------ DATASET CONTENT ------
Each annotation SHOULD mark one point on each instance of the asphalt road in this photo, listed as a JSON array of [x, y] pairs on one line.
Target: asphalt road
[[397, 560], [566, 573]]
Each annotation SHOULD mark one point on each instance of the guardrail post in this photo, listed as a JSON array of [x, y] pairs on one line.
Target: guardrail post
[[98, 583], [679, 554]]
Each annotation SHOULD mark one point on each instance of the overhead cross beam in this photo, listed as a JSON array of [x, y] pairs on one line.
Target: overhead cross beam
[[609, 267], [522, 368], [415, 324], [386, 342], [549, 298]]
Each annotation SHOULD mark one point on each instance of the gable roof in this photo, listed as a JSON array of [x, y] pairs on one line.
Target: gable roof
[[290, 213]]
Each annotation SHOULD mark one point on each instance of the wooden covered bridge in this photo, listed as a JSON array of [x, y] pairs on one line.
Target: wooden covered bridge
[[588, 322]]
------
Change "overhead cross beam" to "roof truss beam" wherever it occurs from the line with "of the overhead" to the line with "[[609, 267], [522, 368], [415, 324], [386, 342], [549, 298]]", and reproduce only those lines with everything else left the same.

Each annotation SHOULD mark one point on each instance of the roof truss beam in this photo, listed as a JSON array of [x, y] pairs on one line.
Target: roof truss beam
[[609, 267], [522, 368], [415, 324], [386, 342], [549, 298]]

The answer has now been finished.